[Oracle]リスナーサービスと環境変数TNS_ADMIN

Oracle

概要

オラクルリスナーサービスは listener.ora , sqlnet.ora , tnsnames.ora で制御される。(以下この3ファイルを「リスナー制御ファイル」と呼ぶことにする)
複数のリスナーサービスによって制御を分けたい場合や、上記3ファイル が保存されているフォルダを明示的に指定するにはどうしたらよいか?

※ このページで扱っている環境は,すべてのリスナーが同じ ORACLE_HOME を使用している場合です。

基本的な事柄

リスナーサービスは起動時に”リスナー制御ファイル”を読み込む。その際、環境変数TNS_ADMINで指定されているフォルダにあるファイルを読もうとする。環境変数が未設定の場合は、ORACLE_HOME¥NETWORK¥ADMIN にあるファイルを読み込む。

ポイント
listener.ora , sqlnet.ora , tnsnames.ora これら3つは,同じフォルダに保存して1つのグループとして用いる。バラバラに保存して運用はできない。

これを理解していると以下の方法が分かりやすい

様々な用法

全てのリスナーサービスで,同じリスナー制御ファイルを使用したい場合

手順は以下の通りとなる

1.環境変数

コマンドプロンプトより
SETX /m TNS_ADMIN “リスナー定義のフォルダパス名”

または

システムのプロパティの環境変数でもいい

2.リスナーサービスの再起動

Windows のサービスより再起動させることで,即適用される。リスナーサービスのスタートアップは自動でいい。

(課題)
A – 本文のうち、「[Oracle]リスナーサービスと環境変数TNS_ADMIN」で始まり「定するにはどうしたらよいか?」に至るまでの部分を、一字も変えずに書き写しなさい。
B – 本文で「リスナー制御ファイル」と呼ばれているファイルの名前を、すべて挙げなさい。

(提供情報)
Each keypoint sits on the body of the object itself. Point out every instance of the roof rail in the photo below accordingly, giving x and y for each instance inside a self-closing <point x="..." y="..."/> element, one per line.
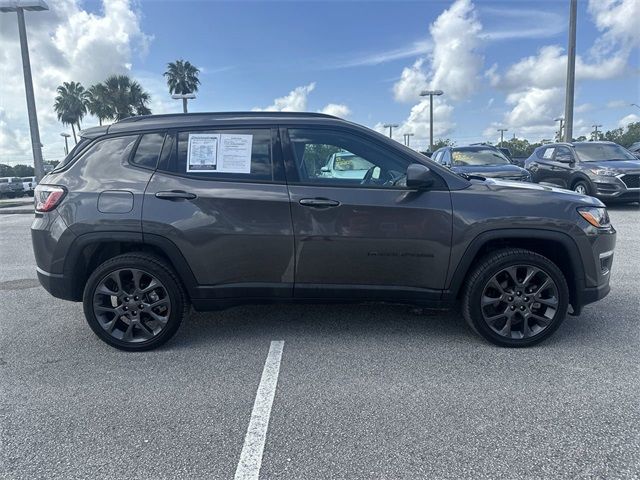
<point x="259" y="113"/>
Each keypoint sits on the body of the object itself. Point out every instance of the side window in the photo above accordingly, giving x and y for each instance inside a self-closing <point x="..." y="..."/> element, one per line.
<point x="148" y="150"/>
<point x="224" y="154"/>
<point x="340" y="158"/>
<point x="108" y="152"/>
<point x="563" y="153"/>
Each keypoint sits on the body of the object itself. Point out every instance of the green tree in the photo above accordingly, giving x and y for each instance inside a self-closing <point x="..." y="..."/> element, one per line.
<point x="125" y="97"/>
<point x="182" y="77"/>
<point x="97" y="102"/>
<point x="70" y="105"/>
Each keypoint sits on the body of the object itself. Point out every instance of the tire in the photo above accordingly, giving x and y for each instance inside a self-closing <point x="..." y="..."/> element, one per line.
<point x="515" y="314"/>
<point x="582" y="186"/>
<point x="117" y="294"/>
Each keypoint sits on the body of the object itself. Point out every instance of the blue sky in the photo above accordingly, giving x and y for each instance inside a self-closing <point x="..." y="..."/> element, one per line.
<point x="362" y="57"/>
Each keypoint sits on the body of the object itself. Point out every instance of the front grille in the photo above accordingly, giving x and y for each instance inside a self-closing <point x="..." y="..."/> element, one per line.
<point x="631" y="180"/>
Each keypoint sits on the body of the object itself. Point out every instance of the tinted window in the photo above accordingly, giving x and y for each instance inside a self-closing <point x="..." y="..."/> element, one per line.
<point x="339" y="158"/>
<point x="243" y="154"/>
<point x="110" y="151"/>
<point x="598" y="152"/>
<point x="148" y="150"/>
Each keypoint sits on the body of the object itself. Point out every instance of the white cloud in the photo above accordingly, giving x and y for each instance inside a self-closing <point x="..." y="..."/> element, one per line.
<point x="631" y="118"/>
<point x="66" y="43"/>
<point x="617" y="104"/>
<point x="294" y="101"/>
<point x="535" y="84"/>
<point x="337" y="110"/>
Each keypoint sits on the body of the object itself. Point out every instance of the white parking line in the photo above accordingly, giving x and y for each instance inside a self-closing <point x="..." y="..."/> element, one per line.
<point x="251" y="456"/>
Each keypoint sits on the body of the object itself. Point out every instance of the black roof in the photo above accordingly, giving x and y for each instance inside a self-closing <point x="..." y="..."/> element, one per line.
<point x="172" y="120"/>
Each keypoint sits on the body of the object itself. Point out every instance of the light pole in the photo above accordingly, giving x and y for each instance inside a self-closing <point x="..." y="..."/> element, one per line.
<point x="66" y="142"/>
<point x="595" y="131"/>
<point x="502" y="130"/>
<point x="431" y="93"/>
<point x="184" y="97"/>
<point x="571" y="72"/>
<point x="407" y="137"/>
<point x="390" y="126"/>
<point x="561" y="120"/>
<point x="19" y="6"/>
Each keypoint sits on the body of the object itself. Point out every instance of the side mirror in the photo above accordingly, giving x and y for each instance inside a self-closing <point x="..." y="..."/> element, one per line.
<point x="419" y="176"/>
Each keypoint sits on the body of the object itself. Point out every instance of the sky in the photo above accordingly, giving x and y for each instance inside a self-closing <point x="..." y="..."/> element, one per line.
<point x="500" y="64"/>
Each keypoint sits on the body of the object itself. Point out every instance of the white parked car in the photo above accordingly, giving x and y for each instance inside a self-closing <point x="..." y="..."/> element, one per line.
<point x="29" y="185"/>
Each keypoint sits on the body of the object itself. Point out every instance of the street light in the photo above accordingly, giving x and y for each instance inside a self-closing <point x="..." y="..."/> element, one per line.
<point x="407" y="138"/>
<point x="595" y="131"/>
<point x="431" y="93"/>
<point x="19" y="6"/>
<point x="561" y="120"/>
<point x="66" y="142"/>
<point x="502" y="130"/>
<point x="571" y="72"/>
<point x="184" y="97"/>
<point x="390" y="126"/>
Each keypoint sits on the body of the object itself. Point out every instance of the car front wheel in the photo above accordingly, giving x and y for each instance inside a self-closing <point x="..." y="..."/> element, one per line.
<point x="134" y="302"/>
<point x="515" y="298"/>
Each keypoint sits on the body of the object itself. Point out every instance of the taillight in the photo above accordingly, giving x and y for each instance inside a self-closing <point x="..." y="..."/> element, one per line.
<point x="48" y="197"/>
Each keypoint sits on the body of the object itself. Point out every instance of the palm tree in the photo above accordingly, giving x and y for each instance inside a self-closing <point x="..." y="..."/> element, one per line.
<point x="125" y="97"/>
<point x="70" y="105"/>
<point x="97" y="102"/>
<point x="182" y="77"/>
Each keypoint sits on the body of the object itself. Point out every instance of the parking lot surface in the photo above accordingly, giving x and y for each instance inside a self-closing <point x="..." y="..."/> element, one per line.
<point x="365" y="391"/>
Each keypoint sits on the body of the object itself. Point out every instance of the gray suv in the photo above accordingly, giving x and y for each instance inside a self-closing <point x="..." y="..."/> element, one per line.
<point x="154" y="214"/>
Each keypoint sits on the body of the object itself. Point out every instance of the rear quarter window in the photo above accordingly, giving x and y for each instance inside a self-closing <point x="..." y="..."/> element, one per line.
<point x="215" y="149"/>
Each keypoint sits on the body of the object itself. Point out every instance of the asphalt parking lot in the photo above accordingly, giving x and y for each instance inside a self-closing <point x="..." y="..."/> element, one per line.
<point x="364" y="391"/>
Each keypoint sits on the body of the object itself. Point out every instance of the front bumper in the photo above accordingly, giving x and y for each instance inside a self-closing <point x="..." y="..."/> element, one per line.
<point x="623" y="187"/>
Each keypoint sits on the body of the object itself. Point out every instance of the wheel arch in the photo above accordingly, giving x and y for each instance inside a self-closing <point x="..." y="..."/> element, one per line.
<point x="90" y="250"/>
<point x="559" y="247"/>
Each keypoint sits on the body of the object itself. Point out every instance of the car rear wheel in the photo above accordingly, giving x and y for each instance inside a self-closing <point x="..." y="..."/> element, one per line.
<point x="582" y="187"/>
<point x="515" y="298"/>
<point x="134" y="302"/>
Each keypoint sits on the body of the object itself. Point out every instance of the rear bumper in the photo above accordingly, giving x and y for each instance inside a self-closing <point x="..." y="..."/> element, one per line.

(解答)
A –
[Oracle]リスナーサービスと環境変数TNS_ADMIN

Oracle

概要

オラクルリスナーサービスは listener.ora , sqlnet.ora , tnsnames.ora で制御される。(以下この3ファイルを「リスナー制御ファイル」と呼ぶことにする)
複数のリスナーサービスによって制御を分けたい場合や、上記3ファイル が保存されているフォルダを明示的に指定するにはどうしたらよいか?

B –
listener.ora
sqlnet.ora
tnsnames.ora